▸ **PROBLEM REQUIREMENTS**
Count only the lines of the records that hold "brown", then give the number without any other words.

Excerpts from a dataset
■ ■ ■ ■ ■ ■ ■
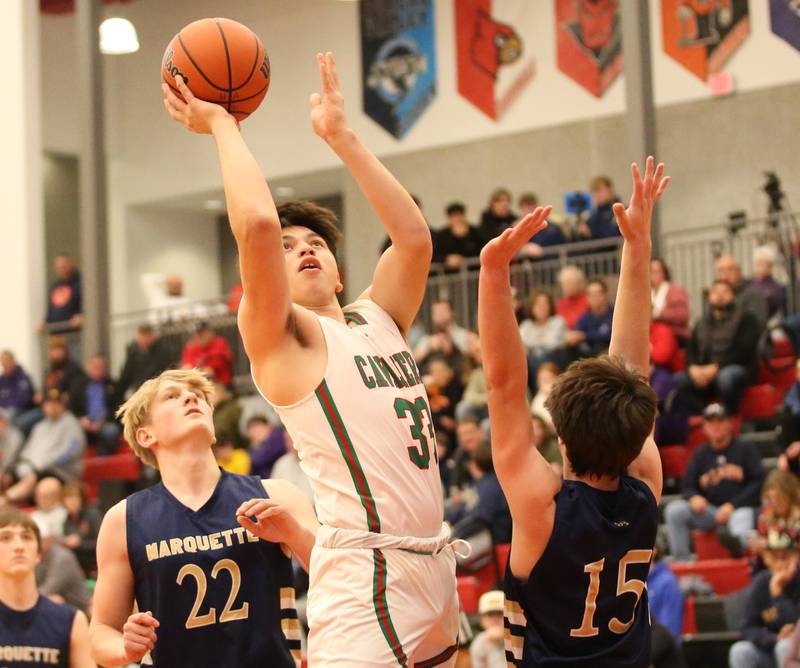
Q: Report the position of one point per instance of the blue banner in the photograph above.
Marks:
(398, 61)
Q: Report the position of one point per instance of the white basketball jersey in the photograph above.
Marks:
(365, 435)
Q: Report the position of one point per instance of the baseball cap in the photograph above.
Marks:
(715, 410)
(491, 601)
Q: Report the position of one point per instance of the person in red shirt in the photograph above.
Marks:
(210, 353)
(573, 303)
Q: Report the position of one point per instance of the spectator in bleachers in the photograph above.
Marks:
(748, 297)
(64, 301)
(601, 223)
(62, 374)
(469, 437)
(482, 500)
(498, 216)
(50, 513)
(11, 441)
(81, 525)
(592, 333)
(59, 576)
(227, 414)
(771, 610)
(573, 302)
(721, 357)
(764, 282)
(459, 240)
(445, 389)
(670, 301)
(475, 397)
(544, 335)
(487, 649)
(721, 488)
(780, 509)
(447, 338)
(546, 442)
(146, 357)
(166, 301)
(55, 447)
(288, 468)
(545, 377)
(666, 610)
(229, 457)
(95, 403)
(551, 235)
(267, 445)
(16, 386)
(210, 353)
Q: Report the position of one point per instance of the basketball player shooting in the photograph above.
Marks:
(382, 588)
(581, 549)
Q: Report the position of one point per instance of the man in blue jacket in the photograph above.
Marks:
(772, 608)
(721, 487)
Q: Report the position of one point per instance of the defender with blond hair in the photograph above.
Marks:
(34, 631)
(576, 580)
(349, 393)
(188, 552)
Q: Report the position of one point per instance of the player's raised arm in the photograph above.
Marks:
(407, 261)
(117, 636)
(525, 476)
(630, 332)
(266, 306)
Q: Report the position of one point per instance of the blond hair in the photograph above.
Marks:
(135, 412)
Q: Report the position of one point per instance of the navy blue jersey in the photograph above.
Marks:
(222, 597)
(585, 601)
(36, 637)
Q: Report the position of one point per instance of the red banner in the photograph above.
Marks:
(494, 63)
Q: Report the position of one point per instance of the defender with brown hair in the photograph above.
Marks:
(34, 631)
(581, 546)
(187, 552)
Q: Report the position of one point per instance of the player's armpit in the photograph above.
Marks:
(80, 652)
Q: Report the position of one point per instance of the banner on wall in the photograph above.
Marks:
(589, 42)
(494, 63)
(785, 18)
(703, 34)
(398, 61)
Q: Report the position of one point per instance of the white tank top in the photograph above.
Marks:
(365, 436)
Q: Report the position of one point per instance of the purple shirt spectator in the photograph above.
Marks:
(266, 453)
(16, 388)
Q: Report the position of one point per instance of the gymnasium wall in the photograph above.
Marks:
(552, 139)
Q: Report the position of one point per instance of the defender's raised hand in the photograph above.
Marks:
(502, 249)
(193, 113)
(327, 110)
(634, 222)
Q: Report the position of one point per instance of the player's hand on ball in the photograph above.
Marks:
(268, 520)
(191, 112)
(327, 110)
(502, 249)
(139, 635)
(634, 222)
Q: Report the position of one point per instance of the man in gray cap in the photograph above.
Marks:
(721, 487)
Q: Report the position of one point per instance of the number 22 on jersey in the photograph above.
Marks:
(587, 629)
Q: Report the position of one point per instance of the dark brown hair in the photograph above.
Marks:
(316, 218)
(603, 411)
(16, 517)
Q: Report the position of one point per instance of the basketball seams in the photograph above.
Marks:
(227, 60)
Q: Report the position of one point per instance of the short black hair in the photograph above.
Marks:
■ ■ ■ ■ ■ ■ ■
▸ **RESPONSE TO THIS TASK**
2